Task: Rewrite each line of the rows below as a Markdown table with the columns "Line" and "Content," numbering the lines in order and leaving out any blank lines.

(Region labeling records)

***

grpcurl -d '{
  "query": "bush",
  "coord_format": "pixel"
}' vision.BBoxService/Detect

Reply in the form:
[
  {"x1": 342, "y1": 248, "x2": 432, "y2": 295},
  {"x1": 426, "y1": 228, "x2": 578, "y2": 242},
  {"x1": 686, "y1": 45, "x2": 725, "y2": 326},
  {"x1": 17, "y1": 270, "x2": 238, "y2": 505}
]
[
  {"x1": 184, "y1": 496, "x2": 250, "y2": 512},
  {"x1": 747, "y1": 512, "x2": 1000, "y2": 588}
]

***

The answer:
| Line | Content |
|---|---|
| 1 | grpcurl -d '{ |
| 2 |   "query": "bush", |
| 3 |   "coord_format": "pixel" |
| 4 | }' vision.BBoxService/Detect |
| 5 | Reply in the form: |
| 6 | [ |
| 7 |   {"x1": 342, "y1": 248, "x2": 432, "y2": 295}, |
| 8 |   {"x1": 426, "y1": 228, "x2": 578, "y2": 242}, |
| 9 |   {"x1": 686, "y1": 45, "x2": 725, "y2": 326}, |
| 10 |   {"x1": 17, "y1": 270, "x2": 238, "y2": 505} |
| 11 | ] |
| 12 | [ |
| 13 |   {"x1": 184, "y1": 496, "x2": 250, "y2": 512}, |
| 14 |   {"x1": 747, "y1": 512, "x2": 1000, "y2": 588} |
| 15 | ] |